Text excerpt ->

We report experimental microfluidic measurements and theoretical modeling of elastoviscoplastic materials under steady, planar elongation. Employing a theory that allows the solid state to deform, we predict the yielding and flow dynamics of such complex materials in pure extensional flows. We find a significant deviation of the ratio of the elongational to the shear yield stress from the standard value predicted by ideal viscoplastic theory, which is attributed to the normal stresses that develop in the solid state prior to yielding.
Toothpaste, face creams, hair gel, mayonnaise and ketchup are household items that most people don’t think twice about, but in terms of their flow behavior, they have unusual properties. They’re all elasto-visco-plastic (EVP) materials, which behave like solids when at rest, but can yield to flow like liquids when placed under enough stress. Despite their ubiquity, the ability to model and predict their behavior relies on a theory that has only been shown to work under certain conditions.
Scientists from the Micro/Bio/Nanofluidics Unit at the Okinawa Institute of Science and Technology Graduate University (OIST) and the Laboratory of Fluid Mechanics and Rheology at the University of Patras have revealed insights about these materials by combining experiments with simulations. Their research, published in PNAS, suggests that the materials’ elasticity in its solid-like state is a key property that should be included in future models.
“Over the last decade, advances in microfluidics experiments have revealed many unexpected phenomena in the flow of EVP materials,” said Professor John Tsamopoulos, from the University of Patras. “Examples include the cusped shapes of bubbles in the gels and the loss of symmetry in the flow. These and other observations hinted that something was missing from the existing theory. Previous research in our lab suggested that elasticity, the ability of the material’s microstructure to deform before yielding, was the missing part of the puzzle.”

Information ->
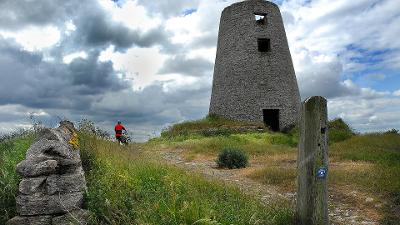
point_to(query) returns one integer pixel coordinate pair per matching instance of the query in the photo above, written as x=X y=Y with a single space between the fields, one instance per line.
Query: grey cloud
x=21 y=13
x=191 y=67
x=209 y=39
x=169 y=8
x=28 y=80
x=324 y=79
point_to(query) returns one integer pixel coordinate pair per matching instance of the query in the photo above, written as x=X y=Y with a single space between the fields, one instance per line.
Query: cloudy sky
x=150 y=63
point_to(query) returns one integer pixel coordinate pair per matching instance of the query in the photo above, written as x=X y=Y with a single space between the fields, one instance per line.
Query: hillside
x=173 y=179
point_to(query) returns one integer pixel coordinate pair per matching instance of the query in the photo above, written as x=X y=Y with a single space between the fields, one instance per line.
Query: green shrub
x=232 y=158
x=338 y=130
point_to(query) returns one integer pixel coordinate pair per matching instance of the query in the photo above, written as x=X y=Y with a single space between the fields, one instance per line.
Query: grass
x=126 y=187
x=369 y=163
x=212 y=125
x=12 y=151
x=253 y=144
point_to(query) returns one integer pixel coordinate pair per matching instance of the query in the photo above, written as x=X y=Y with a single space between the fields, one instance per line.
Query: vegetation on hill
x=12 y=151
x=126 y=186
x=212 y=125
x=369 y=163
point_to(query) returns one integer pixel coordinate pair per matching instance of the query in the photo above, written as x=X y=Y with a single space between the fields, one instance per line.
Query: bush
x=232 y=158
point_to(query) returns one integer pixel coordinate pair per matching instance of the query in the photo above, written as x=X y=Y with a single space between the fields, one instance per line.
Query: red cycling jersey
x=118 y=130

* * *

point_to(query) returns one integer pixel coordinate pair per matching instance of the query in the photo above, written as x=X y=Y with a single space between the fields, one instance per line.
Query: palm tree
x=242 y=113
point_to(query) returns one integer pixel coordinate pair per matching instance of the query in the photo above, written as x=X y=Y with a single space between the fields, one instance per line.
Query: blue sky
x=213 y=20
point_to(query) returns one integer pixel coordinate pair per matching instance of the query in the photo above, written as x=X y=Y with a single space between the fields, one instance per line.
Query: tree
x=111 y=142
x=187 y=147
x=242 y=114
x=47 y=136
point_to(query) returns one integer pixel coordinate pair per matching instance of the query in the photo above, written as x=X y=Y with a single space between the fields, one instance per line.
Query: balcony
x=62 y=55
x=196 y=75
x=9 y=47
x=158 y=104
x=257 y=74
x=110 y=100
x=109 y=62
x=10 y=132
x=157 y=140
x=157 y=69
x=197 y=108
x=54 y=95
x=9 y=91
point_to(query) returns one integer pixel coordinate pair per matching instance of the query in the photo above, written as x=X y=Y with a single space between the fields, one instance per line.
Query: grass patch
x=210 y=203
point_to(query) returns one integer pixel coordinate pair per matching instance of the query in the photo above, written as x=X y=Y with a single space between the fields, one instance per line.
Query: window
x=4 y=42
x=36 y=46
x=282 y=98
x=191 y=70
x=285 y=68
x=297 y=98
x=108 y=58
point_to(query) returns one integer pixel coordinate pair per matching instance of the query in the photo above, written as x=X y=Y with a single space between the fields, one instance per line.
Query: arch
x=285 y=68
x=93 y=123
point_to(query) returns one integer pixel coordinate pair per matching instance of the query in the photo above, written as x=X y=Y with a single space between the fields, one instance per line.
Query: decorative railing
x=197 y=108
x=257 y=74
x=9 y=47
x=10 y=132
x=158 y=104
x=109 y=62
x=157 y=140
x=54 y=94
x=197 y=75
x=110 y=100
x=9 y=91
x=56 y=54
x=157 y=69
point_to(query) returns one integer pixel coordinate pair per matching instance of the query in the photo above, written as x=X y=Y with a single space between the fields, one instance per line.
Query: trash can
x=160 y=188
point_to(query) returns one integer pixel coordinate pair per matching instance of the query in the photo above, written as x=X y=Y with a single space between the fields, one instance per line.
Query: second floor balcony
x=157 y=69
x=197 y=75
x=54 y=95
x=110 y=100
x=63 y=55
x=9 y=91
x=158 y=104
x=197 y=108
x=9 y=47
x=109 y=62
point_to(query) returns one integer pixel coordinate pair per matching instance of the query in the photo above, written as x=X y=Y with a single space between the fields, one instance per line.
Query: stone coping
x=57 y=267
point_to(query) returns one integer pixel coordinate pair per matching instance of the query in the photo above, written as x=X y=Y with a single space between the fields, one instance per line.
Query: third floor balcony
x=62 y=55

The problem -> Copy the part of the text on elastoviscoplastic materials starting at "Toothpaste, face creams, hair" and ending at "under certain conditions.", substituting "mustard" for "mayonnaise".

Exercise answer ->
Toothpaste, face creams, hair gel, mustard and ketchup are household items that most people don’t think twice about, but in terms of their flow behavior, they have unusual properties. They’re all elasto-visco-plastic (EVP) materials, which behave like solids when at rest, but can yield to flow like liquids when placed under enough stress. Despite their ubiquity, the ability to model and predict their behavior relies on a theory that has only been shown to work under certain conditions.